EXERCISE REQUIREMENTS: Copy out the data below word for word, starting at the line that contains "For every instance of the flag on" and ending after the line that contains "x=484 y=217". Include both of those lines.

**** MATERIAL PROVIDED ****

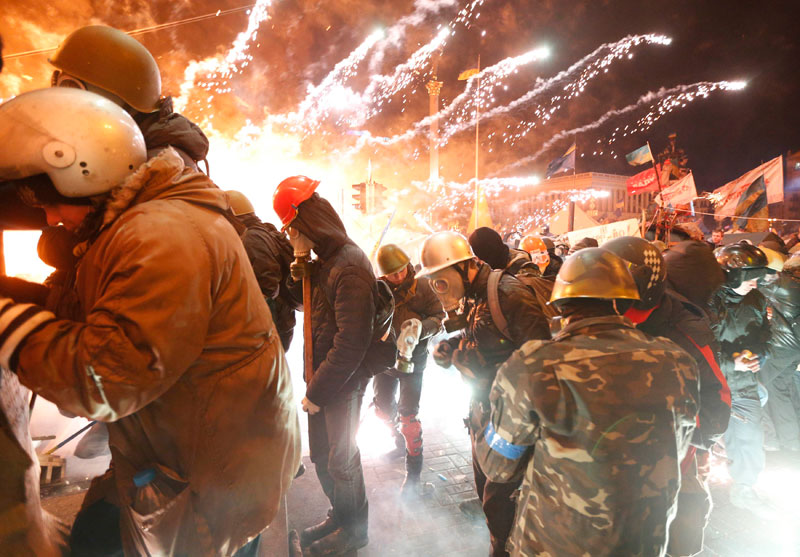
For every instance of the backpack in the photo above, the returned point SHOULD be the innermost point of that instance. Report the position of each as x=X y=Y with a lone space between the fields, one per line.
x=540 y=287
x=382 y=349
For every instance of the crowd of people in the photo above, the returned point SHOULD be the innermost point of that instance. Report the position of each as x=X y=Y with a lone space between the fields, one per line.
x=601 y=379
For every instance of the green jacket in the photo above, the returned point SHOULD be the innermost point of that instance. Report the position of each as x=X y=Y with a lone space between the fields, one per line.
x=597 y=420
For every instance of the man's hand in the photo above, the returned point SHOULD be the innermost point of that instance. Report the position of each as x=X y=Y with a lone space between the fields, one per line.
x=443 y=354
x=746 y=361
x=309 y=406
x=301 y=268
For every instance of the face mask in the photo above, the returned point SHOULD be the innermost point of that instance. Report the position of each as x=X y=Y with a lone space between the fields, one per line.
x=301 y=243
x=541 y=259
x=448 y=285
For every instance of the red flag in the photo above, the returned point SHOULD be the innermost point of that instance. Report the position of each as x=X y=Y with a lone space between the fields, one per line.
x=642 y=182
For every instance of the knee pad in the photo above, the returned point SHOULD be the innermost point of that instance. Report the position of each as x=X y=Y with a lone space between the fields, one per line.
x=411 y=428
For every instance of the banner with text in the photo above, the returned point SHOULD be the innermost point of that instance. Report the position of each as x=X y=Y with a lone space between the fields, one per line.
x=642 y=182
x=605 y=232
x=682 y=191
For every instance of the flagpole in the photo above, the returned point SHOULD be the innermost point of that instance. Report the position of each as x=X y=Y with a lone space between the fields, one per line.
x=477 y=136
x=571 y=210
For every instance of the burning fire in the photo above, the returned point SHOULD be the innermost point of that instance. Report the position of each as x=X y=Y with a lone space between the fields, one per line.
x=19 y=247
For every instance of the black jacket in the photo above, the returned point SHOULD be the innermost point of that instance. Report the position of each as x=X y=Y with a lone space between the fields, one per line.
x=271 y=254
x=166 y=128
x=342 y=303
x=783 y=295
x=414 y=298
x=484 y=347
x=687 y=326
x=740 y=323
x=518 y=261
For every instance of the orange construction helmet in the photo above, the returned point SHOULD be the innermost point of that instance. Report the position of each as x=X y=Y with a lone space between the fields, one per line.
x=289 y=195
x=531 y=243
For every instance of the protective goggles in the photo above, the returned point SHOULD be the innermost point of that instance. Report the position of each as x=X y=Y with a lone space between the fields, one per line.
x=61 y=79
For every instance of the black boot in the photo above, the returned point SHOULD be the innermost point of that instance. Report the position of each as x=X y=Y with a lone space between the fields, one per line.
x=340 y=542
x=399 y=446
x=314 y=533
x=411 y=485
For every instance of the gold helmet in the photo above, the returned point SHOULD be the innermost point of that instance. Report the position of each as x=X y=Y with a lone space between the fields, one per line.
x=240 y=205
x=443 y=249
x=594 y=273
x=391 y=259
x=113 y=61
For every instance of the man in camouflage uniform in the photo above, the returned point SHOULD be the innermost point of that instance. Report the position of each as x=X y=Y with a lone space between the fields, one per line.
x=413 y=300
x=465 y=289
x=597 y=420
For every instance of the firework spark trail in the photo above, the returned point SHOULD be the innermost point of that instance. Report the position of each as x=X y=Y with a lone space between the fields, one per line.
x=217 y=70
x=667 y=100
x=396 y=33
x=587 y=68
x=310 y=112
x=590 y=66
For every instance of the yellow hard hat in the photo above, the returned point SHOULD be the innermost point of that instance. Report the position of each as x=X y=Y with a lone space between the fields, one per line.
x=594 y=273
x=239 y=203
x=443 y=249
x=391 y=259
x=113 y=61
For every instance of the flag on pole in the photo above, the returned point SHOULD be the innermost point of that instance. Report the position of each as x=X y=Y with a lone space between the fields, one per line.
x=466 y=74
x=639 y=156
x=565 y=162
x=682 y=191
x=643 y=182
x=749 y=195
x=484 y=217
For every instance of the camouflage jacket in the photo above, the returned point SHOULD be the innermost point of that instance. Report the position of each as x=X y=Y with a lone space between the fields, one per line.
x=597 y=420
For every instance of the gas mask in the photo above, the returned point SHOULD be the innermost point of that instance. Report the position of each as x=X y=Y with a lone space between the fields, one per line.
x=448 y=285
x=541 y=259
x=407 y=340
x=301 y=243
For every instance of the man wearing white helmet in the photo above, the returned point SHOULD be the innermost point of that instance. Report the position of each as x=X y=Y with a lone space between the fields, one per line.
x=496 y=315
x=176 y=351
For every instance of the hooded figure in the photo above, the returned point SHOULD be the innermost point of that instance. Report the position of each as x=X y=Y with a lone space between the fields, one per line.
x=175 y=348
x=490 y=248
x=343 y=308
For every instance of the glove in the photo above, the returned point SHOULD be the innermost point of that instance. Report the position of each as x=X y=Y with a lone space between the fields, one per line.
x=17 y=321
x=299 y=269
x=443 y=354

****

CORRECT RESPONSE:
For every instance of the flag on pole in the photo above, the returned point SHOULD be the innermost point of that instance. Report the position of each as x=X y=Y with a lone space between the fields, one per line.
x=466 y=74
x=639 y=156
x=565 y=162
x=682 y=191
x=643 y=182
x=749 y=195
x=484 y=217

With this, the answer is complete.